• TEXT EXCERPT
Våkenatt was ultimately shelved, a piece of rock history – the missing link in the a-ha story –risking obscurity until, in the mid-2000s, the group, concerned about the quality of the old tapes, transferred the recordings to digital. A decade later, in 2016, Waaktaar-Savoy began making new mixes at his home studio in New York. “After a few weeks, he called me and said ‘Viggo, this is fantastic,’” Bondi says. “We were so good.”

The late Terje Nilsen, a Norwegian music journalist and Project Manager at Rockheim, the country’s music museum, agreed. Having already received a wealth of historical material from Bondi – including the bass guitar he recorded Våkenatt with, which had been recovered after its theft, and Bondi’s collection of a-ha paraphernalia – Rockheim released Våkenatt in a limited edition run of just 900 green vinyl copies, which came with a booklet and trifold sleeve, housed in a hand-numbered cardboard box. “It was quite an expensive production,” Bondi says. “He loved the record and said it’s a masterpiece.”

• RECORD EXCERPTS

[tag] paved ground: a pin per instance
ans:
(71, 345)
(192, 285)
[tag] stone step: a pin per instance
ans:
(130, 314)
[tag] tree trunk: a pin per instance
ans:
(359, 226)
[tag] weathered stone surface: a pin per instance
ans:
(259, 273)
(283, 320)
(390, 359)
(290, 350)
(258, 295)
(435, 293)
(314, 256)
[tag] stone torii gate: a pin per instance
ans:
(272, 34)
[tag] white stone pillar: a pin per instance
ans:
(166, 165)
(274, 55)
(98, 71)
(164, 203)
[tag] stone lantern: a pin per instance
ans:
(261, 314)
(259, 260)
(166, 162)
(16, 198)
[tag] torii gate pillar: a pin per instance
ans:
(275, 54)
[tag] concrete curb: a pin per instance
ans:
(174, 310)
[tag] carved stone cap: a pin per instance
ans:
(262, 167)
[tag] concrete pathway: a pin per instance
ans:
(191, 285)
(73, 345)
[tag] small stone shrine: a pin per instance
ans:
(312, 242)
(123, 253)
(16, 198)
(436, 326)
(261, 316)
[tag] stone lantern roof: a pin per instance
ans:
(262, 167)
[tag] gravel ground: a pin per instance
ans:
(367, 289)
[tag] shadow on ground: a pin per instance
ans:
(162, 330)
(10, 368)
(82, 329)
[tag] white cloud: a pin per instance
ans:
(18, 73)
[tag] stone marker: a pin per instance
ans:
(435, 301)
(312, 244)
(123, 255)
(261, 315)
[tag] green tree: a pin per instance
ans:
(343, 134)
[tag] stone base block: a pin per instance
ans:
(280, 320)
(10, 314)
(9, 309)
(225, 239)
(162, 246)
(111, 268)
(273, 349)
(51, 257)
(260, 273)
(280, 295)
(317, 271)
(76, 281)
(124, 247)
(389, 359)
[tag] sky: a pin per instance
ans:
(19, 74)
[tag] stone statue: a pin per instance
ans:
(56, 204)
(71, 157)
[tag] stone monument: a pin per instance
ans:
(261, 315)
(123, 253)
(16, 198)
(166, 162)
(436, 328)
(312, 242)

• EXERCISE PROMPT
Pick up the text on the Våkenatt recordings after its last sentence and continue it in the same style. The material placed after the Våkenatt text stands on its own and is not part of that text.

• THE RESPONSE
Fittingly, the museum helped turn bridges’ lost album into the sought-after work of art it always had the potential to become. Selling out almost instantly, copies now exchange hands for over £200, making Våkenatt one of the most expensive a-ha-related rarities in history.

“a-ha is not only a pop group,” Bondi says. “They do things differently. They are unique.” Throughout their formative years playing with bridges, Paul Waaktaar-Savoy and Magne Furuholmen learned their craft – not only how to make pop songs, but how to create music that spoke to their higher ambitions. As Nilsen noted, Våkenatt “is an essential chapter in the history of Norwegian popular music”, an artistic achievement in its own right, that “documents the transition from the indie band bridges to the global success of a-ha”.